══ Information given ══

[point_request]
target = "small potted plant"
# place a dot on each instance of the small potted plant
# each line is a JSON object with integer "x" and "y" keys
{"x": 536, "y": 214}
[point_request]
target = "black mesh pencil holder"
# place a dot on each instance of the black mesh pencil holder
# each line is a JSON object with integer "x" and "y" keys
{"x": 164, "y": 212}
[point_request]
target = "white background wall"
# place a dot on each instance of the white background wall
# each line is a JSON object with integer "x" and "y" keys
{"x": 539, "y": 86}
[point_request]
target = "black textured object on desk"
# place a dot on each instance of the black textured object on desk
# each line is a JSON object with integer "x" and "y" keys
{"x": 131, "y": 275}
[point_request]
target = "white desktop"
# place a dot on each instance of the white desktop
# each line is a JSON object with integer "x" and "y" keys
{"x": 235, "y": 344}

═══

Repeat all of the records above exactly as written.

[point_request]
target = "small potted plant"
# place a dot on each instance of the small potted plant
# each line is a JSON object with integer "x" and "y" keys
{"x": 536, "y": 214}
[point_request]
target = "black mesh pencil holder"
# place a dot on each instance of the black mesh pencil holder
# each line is a JSON object with integer "x" and "y" keys
{"x": 164, "y": 212}
[point_request]
target = "white background wall"
# place a dot on each instance of the white background wall
# each line is a JSON object with integer "x" and "y" keys
{"x": 539, "y": 86}
[point_request]
target = "black textured object on desk"
# place a dot on each instance of the black textured object on desk
# each line is a JSON object with integer "x" and "y" keys
{"x": 131, "y": 275}
[point_request]
target = "white desktop"
# place a dot on each instance of the white desktop
# each line is a JSON object with integer "x" and "y" keys
{"x": 235, "y": 344}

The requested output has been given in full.